TRECE ROSAS EN CASA DEL LIBRO






















El último sábado de enero firmé Trece rosas negras en Casa del Libro de Alicante. Dicho así suena lo más normal del mundo y, en realidad, para quienes nos dedicamos a esto, lo es, pero siempre hay alguna anécdota interesante que contar.

Aunque había firmado otras veces en esas incómodas casetas prefabricadas, esta era mi primera librería. Los trabajadores de Casa del Libro me trataron fenomenal y me explicaron que llamaban a aquello «Encuentro con el autor». Recibí un atril con mis libros y una botellita de agua. Me esperaban dos largas horas por delante.

Decidí aparcar mi timidez natural y ofrecer el libro a quienes paseaban por la tienda. Al principio, me sentí un vendedor de ajos. Poco a poco, fui ganando confianza. Al final, la reacción de la gente superó con creces mis expectativas. Firmaba ejemplares y, al mismo tiempo, conectaba con personas. El resultado no pudo ser más enriquecedor. A una pareja de amigos ciclistas le siguieron Rosa y Anabel, dos auténticas desconocidas, y hasta un escritor novel con el que intercambié el teléfono, entre otros.

**Líneas proporcionadas:**
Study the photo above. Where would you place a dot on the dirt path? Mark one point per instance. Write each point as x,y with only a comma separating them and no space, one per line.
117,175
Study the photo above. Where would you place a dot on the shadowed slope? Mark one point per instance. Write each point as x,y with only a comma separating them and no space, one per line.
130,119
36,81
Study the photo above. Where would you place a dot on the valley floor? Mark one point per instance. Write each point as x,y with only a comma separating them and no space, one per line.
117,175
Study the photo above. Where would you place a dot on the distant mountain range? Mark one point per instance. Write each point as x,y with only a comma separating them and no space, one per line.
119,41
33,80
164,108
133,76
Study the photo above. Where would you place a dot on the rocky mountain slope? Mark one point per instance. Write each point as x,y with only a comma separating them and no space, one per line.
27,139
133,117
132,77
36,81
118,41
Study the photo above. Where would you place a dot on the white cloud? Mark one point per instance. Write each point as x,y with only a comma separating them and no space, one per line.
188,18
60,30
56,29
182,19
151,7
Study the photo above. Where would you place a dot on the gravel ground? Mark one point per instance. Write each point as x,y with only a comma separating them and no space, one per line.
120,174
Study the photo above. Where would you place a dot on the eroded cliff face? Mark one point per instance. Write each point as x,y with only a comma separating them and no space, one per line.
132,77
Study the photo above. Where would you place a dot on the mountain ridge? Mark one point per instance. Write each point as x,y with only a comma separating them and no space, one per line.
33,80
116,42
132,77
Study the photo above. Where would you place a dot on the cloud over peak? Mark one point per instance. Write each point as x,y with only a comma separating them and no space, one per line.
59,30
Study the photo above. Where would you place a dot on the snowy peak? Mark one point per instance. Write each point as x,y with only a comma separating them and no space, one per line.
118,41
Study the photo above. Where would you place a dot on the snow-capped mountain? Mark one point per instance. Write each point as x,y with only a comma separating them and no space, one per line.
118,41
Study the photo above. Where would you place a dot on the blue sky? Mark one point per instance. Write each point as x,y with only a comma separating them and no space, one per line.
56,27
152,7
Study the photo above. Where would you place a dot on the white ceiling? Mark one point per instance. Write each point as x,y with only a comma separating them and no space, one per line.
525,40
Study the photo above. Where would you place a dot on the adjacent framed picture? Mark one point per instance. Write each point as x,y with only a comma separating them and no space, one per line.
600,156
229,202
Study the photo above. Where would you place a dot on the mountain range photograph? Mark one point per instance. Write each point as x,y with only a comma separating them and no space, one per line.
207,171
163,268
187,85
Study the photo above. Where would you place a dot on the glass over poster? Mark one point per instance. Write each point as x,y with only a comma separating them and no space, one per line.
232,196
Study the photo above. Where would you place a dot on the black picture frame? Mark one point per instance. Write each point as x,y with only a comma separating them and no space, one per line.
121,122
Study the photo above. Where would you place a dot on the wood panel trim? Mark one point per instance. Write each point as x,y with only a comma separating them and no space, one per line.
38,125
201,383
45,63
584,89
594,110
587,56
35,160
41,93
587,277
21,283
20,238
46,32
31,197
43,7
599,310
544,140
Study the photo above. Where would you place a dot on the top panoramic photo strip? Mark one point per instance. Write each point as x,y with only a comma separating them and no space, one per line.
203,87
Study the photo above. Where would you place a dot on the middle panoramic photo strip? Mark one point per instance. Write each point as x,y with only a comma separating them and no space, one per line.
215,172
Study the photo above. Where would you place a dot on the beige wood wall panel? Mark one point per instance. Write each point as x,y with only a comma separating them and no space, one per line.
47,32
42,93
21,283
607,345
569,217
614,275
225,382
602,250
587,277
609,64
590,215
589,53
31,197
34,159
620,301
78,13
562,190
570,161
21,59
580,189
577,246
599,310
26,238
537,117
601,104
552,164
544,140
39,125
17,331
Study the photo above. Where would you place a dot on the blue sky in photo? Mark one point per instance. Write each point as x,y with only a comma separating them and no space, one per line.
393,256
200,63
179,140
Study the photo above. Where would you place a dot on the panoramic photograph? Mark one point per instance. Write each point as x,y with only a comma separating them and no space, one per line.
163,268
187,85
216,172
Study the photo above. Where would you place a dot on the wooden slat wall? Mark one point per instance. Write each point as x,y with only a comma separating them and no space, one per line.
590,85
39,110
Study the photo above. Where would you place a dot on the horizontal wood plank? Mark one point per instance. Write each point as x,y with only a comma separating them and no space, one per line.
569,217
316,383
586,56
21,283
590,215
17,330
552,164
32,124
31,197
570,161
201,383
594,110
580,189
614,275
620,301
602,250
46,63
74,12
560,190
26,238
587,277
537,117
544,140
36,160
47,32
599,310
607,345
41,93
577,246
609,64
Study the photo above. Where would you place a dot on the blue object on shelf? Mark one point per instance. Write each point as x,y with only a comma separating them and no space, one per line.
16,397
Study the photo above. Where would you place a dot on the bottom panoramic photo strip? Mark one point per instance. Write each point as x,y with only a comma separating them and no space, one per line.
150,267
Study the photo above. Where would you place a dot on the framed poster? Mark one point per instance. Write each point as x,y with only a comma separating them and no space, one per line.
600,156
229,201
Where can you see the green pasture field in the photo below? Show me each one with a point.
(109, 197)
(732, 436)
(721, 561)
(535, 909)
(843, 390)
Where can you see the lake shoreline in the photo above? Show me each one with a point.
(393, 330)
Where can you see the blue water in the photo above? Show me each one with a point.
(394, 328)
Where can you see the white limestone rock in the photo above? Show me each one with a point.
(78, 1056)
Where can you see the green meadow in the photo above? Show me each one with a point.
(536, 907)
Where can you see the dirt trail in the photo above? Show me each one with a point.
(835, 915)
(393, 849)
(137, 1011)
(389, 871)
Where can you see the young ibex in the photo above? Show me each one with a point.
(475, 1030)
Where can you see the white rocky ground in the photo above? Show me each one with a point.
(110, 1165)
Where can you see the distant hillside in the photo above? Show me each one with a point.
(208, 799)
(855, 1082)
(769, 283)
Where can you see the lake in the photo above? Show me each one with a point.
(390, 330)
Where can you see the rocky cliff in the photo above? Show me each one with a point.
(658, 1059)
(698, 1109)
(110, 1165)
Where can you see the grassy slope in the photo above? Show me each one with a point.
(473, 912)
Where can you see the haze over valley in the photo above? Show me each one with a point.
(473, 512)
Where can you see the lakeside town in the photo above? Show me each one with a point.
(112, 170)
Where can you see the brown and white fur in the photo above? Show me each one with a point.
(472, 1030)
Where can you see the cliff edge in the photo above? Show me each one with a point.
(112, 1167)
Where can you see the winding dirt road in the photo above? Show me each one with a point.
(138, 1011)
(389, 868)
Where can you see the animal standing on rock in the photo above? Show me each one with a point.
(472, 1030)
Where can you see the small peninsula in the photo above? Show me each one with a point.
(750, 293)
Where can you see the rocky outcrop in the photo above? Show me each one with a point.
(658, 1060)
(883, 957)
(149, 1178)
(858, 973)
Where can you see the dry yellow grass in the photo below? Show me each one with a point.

**En qué consiste:** Imprime el tramo del texto sobre la firma en Casa del Libro que empieza en las palabras "El último sábado" y termina después de "horas por delante.". Estas líneas provienen de otra fuente.

**Respuesta del ejercicio:**
El último sábado de enero firmé Trece rosas negras en Casa del Libro de Alicante. Dicho así suena lo más normal del mundo y, en realidad, para quienes nos dedicamos a esto, lo es, pero siempre hay alguna anécdota interesante que contar.

Aunque había firmado otras veces en esas incómodas casetas prefabricadas, esta era mi primera librería. Los trabajadores de Casa del Libro me trataron fenomenal y me explicaron que llamaban a aquello «Encuentro con el autor». Recibí un atril con mis libros y una botellita de agua. Me esperaban dos largas horas por delante.